--- Supplied records ---
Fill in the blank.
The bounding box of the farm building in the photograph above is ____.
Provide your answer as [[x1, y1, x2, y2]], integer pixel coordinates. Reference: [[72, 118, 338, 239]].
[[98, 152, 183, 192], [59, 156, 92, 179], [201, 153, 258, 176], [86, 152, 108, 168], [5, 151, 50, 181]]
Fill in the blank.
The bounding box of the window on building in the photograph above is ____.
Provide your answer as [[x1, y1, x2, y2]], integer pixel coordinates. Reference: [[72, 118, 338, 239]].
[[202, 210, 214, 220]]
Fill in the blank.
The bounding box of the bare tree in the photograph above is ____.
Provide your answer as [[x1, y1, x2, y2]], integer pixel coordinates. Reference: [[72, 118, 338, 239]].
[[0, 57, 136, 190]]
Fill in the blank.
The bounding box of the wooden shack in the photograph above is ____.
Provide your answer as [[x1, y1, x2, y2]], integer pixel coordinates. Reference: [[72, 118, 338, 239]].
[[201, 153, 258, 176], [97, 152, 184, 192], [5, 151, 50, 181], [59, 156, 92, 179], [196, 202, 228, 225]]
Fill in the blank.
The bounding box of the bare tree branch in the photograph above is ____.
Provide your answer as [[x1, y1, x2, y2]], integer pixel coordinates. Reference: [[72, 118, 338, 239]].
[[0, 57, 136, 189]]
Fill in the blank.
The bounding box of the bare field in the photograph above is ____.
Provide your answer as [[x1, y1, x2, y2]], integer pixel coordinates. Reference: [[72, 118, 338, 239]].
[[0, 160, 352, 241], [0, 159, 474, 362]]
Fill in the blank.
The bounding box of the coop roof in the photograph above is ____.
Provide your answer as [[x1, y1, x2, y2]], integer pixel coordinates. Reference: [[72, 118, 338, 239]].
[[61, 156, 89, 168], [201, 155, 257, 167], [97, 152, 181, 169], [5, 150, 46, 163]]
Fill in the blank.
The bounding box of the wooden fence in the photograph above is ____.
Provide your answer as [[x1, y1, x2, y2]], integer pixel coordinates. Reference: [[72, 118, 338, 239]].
---
- **Task to complete**:
Pick out every line in the items above that contains the string "photograph", and copy each one. Case counts.

- **Task solution**:
The bounding box of the farm building in the photograph above is ____.
The bounding box of the window on building in the photograph above is ____.
The bounding box of the bare tree in the photograph above is ____.
The bounding box of the wooden shack in the photograph above is ____.
The bounding box of the bare tree branch in the photograph above is ____.
The bounding box of the bare field in the photograph above is ____.
The bounding box of the coop roof in the photograph above is ____.
The bounding box of the wooden fence in the photograph above is ____.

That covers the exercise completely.